Position identification records
# # #

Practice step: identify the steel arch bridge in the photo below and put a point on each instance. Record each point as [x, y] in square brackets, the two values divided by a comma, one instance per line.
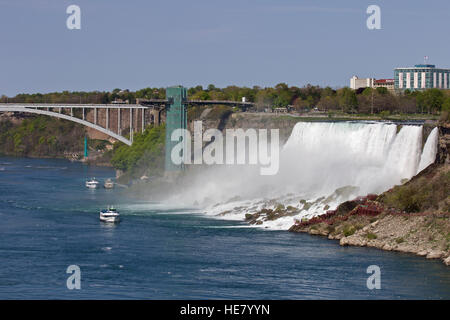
[112, 119]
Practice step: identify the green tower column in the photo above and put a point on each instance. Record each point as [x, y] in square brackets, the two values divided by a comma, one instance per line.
[176, 118]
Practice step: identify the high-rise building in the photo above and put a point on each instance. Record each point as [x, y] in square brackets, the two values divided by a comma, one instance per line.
[421, 77]
[356, 83]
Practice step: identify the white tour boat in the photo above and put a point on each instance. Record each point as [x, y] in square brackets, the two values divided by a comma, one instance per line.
[109, 184]
[110, 215]
[92, 184]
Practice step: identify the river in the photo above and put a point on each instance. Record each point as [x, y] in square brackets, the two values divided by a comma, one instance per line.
[49, 220]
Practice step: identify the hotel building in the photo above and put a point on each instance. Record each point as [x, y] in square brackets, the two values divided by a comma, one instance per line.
[421, 77]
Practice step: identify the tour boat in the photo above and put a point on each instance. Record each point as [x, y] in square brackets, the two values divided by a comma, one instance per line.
[92, 184]
[109, 184]
[110, 215]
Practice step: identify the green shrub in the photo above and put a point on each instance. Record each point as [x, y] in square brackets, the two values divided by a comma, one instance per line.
[371, 236]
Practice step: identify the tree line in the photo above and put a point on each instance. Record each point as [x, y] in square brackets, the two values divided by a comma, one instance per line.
[365, 100]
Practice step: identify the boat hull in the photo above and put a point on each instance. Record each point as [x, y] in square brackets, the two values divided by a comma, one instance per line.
[110, 219]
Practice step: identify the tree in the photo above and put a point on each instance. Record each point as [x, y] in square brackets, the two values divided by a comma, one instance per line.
[347, 100]
[433, 100]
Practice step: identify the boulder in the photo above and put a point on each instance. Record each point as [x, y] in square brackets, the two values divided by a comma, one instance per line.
[447, 261]
[435, 255]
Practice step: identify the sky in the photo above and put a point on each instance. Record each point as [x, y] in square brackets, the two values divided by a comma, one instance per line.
[136, 44]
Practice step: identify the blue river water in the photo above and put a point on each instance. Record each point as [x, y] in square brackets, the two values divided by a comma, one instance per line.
[49, 220]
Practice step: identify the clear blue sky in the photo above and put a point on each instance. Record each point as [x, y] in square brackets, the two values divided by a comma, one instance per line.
[136, 44]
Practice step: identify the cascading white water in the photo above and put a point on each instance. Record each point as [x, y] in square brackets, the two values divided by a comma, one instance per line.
[323, 163]
[429, 150]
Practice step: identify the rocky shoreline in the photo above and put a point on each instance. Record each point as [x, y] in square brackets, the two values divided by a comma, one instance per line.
[411, 218]
[420, 234]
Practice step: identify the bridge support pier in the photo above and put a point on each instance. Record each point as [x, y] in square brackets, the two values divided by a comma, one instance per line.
[176, 118]
[143, 120]
[131, 125]
[119, 127]
[107, 118]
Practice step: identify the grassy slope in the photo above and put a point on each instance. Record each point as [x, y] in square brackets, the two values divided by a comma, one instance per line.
[40, 137]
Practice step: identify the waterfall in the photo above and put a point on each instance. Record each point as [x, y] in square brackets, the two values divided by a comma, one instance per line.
[429, 150]
[322, 163]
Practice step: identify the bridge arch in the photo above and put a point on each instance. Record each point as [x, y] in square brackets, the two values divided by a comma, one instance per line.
[70, 118]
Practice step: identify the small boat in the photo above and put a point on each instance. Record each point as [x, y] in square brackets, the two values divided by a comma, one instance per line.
[92, 184]
[110, 215]
[109, 184]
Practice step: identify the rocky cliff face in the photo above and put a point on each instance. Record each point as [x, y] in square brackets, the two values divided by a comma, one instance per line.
[443, 151]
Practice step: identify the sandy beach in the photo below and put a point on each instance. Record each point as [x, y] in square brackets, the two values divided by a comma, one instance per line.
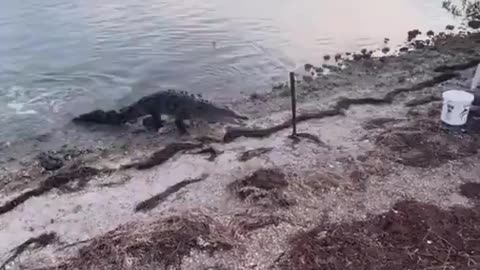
[376, 184]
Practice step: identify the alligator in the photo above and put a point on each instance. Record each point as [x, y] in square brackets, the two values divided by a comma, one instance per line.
[179, 104]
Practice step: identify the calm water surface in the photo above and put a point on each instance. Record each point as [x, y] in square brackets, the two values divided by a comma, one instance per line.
[64, 57]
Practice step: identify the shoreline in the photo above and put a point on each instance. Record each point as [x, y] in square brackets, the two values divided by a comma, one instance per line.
[269, 190]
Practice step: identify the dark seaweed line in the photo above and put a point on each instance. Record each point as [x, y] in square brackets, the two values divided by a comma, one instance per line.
[154, 201]
[162, 155]
[42, 240]
[54, 181]
[342, 104]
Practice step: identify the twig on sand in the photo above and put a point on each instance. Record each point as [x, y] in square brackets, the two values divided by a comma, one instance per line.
[154, 201]
[60, 179]
[162, 155]
[249, 154]
[294, 103]
[210, 150]
[42, 240]
[422, 101]
[342, 104]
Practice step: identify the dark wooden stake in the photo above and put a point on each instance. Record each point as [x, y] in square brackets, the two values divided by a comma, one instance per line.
[294, 104]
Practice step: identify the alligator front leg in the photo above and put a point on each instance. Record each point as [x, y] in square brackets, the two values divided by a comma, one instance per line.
[182, 128]
[157, 122]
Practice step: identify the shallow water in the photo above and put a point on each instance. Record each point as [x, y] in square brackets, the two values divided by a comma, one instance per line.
[60, 58]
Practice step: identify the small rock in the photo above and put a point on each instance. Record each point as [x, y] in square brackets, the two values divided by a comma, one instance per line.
[307, 79]
[332, 68]
[474, 24]
[275, 87]
[412, 34]
[49, 161]
[419, 44]
[357, 57]
[308, 67]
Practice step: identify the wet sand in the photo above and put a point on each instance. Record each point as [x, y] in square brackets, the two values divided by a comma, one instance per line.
[372, 191]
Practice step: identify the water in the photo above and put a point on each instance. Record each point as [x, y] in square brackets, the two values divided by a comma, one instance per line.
[64, 57]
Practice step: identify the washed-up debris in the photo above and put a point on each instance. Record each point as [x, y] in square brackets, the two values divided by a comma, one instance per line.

# # #

What you return should match the records above word for word, minus the pictures.

■ FULL RESPONSE
Practice step: identify the steel arch bridge in the photo below and put a point on each instance. Record each point as [x, y] in square brackets, the two values divided by a comma, one instance per line.
[112, 119]
Practice step: identify the green tower column in the photo above and put a point on each instance. Record each point as [x, y] in square brackets, the two values divided by a comma, one instance per line.
[176, 118]
Practice step: identify the high-rise building in the photo above and put a point on each instance. Record each point as [x, y] in square brackets, the two values divided by a comma, one instance per line.
[421, 77]
[356, 83]
Practice step: identify the white tour boat in the photo above and put a point on each instance. Record each point as [x, y] in square brackets, the two values divided by a comma, one instance per line.
[109, 184]
[110, 215]
[92, 184]
Practice step: identify the river in the photo above and put a point on each instance. Record each point as [x, y] in square brackets, the two values divided by a comma, one instance per line.
[49, 220]
Practice step: identify the hotel building in the photo above and put a point on each instance. Record each point as [x, y] in square brackets, the two values divided by a comma, one instance per line.
[421, 77]
Practice step: identify the tour boat in the photo above and put a point on each instance. Record each point as [x, y] in square brackets, the two values divided by a comma, one instance per line.
[92, 184]
[109, 184]
[110, 215]
Practice step: identify the green shrub in the photo above and put a point on each instance. Record each point as [x, y] in square brackets, the two values divided by a comma, one instance per line.
[371, 236]
Practice step: identify the tree line in the photo above and put a point on each instance. Record each point as [x, y] in square brackets, the two values divided by a comma, one instance per line.
[365, 100]
Practice step: identify the boat hull in the photo above and put a point on each instance. Record each point as [x, y] in square brackets, the two values divided by a comma, one instance per line.
[110, 219]
Practice step: identify the tree in the photo above and put a point on each instance. Record each point as [x, y] in square brackets, the two values divided by a comma, one instance per line.
[347, 100]
[433, 100]
Practice step: identify the boulder in the photo above and put a point on each instance. Record each point as [x, y] in square brackets, the two values divided by a comma, one instance per line.
[447, 261]
[435, 255]
Practice step: identify the sky in the photo above and put a point on each instance. Record each point as [x, y] in square brackets, the two values divided by a comma, one instance per line.
[136, 44]
Practice step: identify the blue river water in the photo above and put a point on each instance. Record each point as [x, y] in square brackets, the two values divided by a comma, one instance per line.
[49, 220]
Practice step: identify the clear blue sky in the photo above and put a point on each instance. Record each point as [x, y] in square brackets, the two values divided by a comma, one instance per line.
[136, 44]
Practice step: identify the cascading white water in the photo above and put a point on each instance. Record each point as [x, y] in square brackets, the two values divided by a comma, one instance per line.
[323, 163]
[429, 150]
Practice step: identify the rocky shoreline in the photo above and put a point on each instance. Record each point as [x, y] in square brackets, the two values divided by a comma, one instance per line.
[411, 218]
[420, 234]
Practice step: identify the bridge support pier in the photo above and put a point on each instance. Record each point as [x, y] in square brackets, the two values divided by a comma, one instance per line.
[176, 118]
[143, 120]
[131, 125]
[119, 127]
[107, 118]
Practice step: identify the grassy slope in the photo above and put a point on each instance. Record each point as [x, y] in square brackets, the two values divided by a comma, one instance per line.
[40, 137]
Practice step: identify the waterfall in the photo above and put a point on each instance. Record each point as [x, y] in square brackets, the two values divided by a comma, one instance per line.
[429, 150]
[322, 163]
Practice step: identify the bridge arch in the photo above and put a point on each instance. Record each point as [x, y] in square brackets, the two values divided by a comma, one instance per line.
[70, 118]
Practice step: identify the small boat in the photo above and put a point on each instance. Record each point as [x, y] in square brackets, the two values divided by a comma, one instance per line.
[92, 184]
[110, 215]
[109, 184]
Practice step: identify the rocky cliff face in the photo above and put a point on each instance. Record each point as [x, y] in square brackets, the two values divided by a comma, one instance per line.
[443, 151]
Practice step: identify the sandy beach in the photo below and put a point on each instance. Record each point as [x, y] in square brackets, the two values divided by a comma, one instance per line.
[376, 184]
Practice step: identify the alligator in the photo above and put a point on each instance. Record each point as [x, y] in square brackets, the two values divided by a comma, one instance per line.
[179, 104]
Practice step: identify the calm water surface in the photo above and put a point on each instance. Record each point as [x, y] in square brackets, the two values divided by a comma, one instance per line.
[64, 57]
Practice step: identify the shoreline in the photo above and put a point on each instance. Record each point as [x, y] in square brackets, the two values divided by a comma, one instance per line.
[269, 190]
Practice step: identify the dark seaweed line in the photo above and put a point on each instance. Record each point as [x, y] in square brackets, the two values divided by a comma, one instance per line.
[154, 201]
[162, 155]
[42, 240]
[54, 181]
[342, 104]
Practice step: identify the twig on sand in the photo above and put a point on each instance. Record each point as [x, y] in square brackets, the two values divided by a comma, one instance per line.
[154, 201]
[60, 179]
[162, 155]
[249, 154]
[294, 103]
[210, 150]
[42, 240]
[422, 101]
[342, 104]
Practice step: identify the dark wooden stake in the photo above and put a point on each instance. Record each point as [x, y] in square brackets, the two values divided by a comma, one instance per line.
[294, 104]
Practice step: identify the alligator front leg in the photo above and put a point on each instance. Record each point as [x, y] in square brackets, the two values divided by a comma, one instance per line.
[182, 128]
[157, 122]
Practice step: identify the shallow water in the photo above and put a point on each instance. Record each point as [x, y] in square brackets, the two values divided by a comma, one instance per line.
[60, 58]
Practice step: identify the small rock in the photo above and put a point on each instance. Record each point as [x, y] in square brackets, the two values divided by a comma, one instance per line.
[307, 79]
[332, 68]
[474, 24]
[275, 87]
[412, 34]
[49, 161]
[419, 44]
[357, 57]
[308, 67]
Practice step: identify the wet sand in the photo above and put a point on each instance. Record each point as [x, y] in square brackets, the two values divided by a comma, one instance per line.
[372, 191]
Practice step: identify the water in the photo above and put a point on each instance. Record each point as [x, y] in square brackets, the two values divided by a comma, one instance per line.
[64, 57]
Practice step: identify the washed-up debris in the photo above and put a point on each instance. Record each point as [x, y] in square brackets, the two values divided by a comma, one instance per line.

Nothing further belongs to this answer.